*Supplied passage*:
________________

On Thursday 24 April @ 11am (2hrs): Rob Canning is an Irish composer, musician, and researcher known for his innovative use of digital technologies in composition, performance, and improvisation. He presents a workshop on “Rotula”, an interactive software tool for live musical performances, workshops, and rehearsals, which he developed specially for his new commission with Pony Says ensemble. Designed to provide a dynamic and synchronised experience, Rotula enables playback of SVG-based scores with integrated support for multimedia elements, OSC (Open Sound Control), and customisable playback options. Rotula presents a synchronised interactive computer-based scrolling graphic score playback system.
On Friday 25 April @ 3pm (2hrs): Irish composer Tim Cape, who combines notated music, improvisation, physicality and text to create visceral music-theatre - will lead a workshop on inter-disciplinary performance, guiding participants through methods to generate performance material using instruments, voice, text, objects and movement. This workshop will be hands-on and practical, and is suitable to students and professionals in the performing arts as well as anyone with an interest in live performance and an adventurous spirit. Tim will give a short presentation on his own work before participants dive in and start making work collaboratively with each other.
*Music Current workshops are supported by the Contemporary Music Centre, Dublin (www.cmc.ie). Composer participants resident on the island of Ireland, travelling from outside Dublin, can apply for a travel and subsistence bursary by contacting festival staff when attending workshop events, or by contacting [email protected]
Music Current has a reputation for presenting music that is cutting edge, fun and visionary, and this year the programme is entirely made up of Irish and world premieres, with a strong focus on visuals and live electronics and the experience of live music. The festival is a showcase of the “newest of the new” music from Ireland and worldwide.

________________

*Provided information*:
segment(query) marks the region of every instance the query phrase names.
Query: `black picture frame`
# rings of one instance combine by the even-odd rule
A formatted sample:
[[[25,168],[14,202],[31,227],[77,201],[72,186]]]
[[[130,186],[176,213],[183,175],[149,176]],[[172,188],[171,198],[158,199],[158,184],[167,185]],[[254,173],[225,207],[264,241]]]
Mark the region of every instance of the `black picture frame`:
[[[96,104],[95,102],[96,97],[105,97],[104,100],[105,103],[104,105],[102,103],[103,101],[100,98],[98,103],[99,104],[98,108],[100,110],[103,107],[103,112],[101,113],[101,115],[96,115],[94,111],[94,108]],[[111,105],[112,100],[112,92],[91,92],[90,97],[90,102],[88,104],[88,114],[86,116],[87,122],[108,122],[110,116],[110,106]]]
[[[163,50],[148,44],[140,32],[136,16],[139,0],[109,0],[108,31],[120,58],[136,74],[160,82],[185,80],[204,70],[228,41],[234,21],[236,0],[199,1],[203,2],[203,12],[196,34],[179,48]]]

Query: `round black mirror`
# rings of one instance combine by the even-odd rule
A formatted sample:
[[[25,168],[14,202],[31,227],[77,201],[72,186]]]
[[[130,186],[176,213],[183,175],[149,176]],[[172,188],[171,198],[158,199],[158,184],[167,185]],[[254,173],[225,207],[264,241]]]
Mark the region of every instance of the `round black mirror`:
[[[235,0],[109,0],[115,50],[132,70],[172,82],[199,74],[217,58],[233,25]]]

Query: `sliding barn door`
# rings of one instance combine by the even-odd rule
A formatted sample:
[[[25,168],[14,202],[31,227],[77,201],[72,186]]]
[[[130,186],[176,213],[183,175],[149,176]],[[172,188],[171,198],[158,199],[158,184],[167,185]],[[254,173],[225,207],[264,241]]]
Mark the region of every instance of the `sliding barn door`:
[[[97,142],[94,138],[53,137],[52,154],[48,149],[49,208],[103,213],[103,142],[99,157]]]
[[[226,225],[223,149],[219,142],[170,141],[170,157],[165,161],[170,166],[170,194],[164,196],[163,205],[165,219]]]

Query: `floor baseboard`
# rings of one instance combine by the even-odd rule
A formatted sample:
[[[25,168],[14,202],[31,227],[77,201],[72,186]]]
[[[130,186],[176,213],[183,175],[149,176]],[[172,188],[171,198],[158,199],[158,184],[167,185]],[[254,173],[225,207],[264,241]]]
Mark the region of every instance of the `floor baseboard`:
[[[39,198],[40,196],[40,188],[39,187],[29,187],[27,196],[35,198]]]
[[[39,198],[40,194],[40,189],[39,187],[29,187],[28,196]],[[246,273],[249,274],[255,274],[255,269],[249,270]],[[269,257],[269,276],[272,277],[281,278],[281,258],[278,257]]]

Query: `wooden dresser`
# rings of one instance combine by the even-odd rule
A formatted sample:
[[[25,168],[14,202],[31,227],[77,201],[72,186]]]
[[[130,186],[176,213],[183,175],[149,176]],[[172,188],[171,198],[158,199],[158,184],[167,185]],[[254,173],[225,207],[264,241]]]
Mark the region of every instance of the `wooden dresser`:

________________

*Jobs*:
a: In the Music Current text, what time does Tim Cape's workshop on Friday 25 April begin?
b: Copy the part of the Music Current text that opens with the words containing "On Friday 25" and closes with "with each other.".
c: Carry on the Music Current text from the point where it stops.
The lines are not needed for any of this.

*Results for the exercise*:
a: 3pm

b:
On Friday 25 April @ 3pm (2hrs): Irish composer Tim Cape, who combines notated music, improvisation, physicality and text to create visceral music-theatre - will lead a workshop on inter-disciplinary performance, guiding participants through methods to generate performance material using instruments, voice, text, objects and movement. This workshop will be hands-on and practical, and is suitable to students and professionals in the performing arts as well as anyone with an interest in live performance and an adventurous spirit. Tim will give a short presentation on his own work before participants dive in and start making work collaboratively with each other.

c:
A central feature of Music Current Festival is the creative collaboration of composers and performers with the presentation of new works, and Music Current regularly commissions new compositions and creates opportunities for collaborative development.
*All workshops will be free, booking is essential and participants are asked to contribute €5 at time of booking to cover refreshments. Workshop events are supported by the Contemporary Music Centre.
PANEL DISCUSSIONS / TALKS
Wednesday 23 April // 6pm–7pm // WHO OWNS MUSIC?: Discussion on Ownership of Music Material and Communities"
Each year Music Current Festival invites music audiences and the wider public to engage in debates and discussions concerning how music making is affected by technology, social changes and the political environment.
In contemporary media the ubiquity of digital technology is matched by the increasing concentration of communications resources in the hands of a trans-national corporate complex. The trend raises profound concerns in many fields, especially concerning the direct ownership of the means of communications. For musicians and audiences, this impinges on the idea of ownership in many ways, whether that is ownership of copyright, ownership of means of production or distribution, ownership of musical material from the composer’s perspective, a sense of ownership from the listener’s perspective, or a sense of ownership within a community of listeners.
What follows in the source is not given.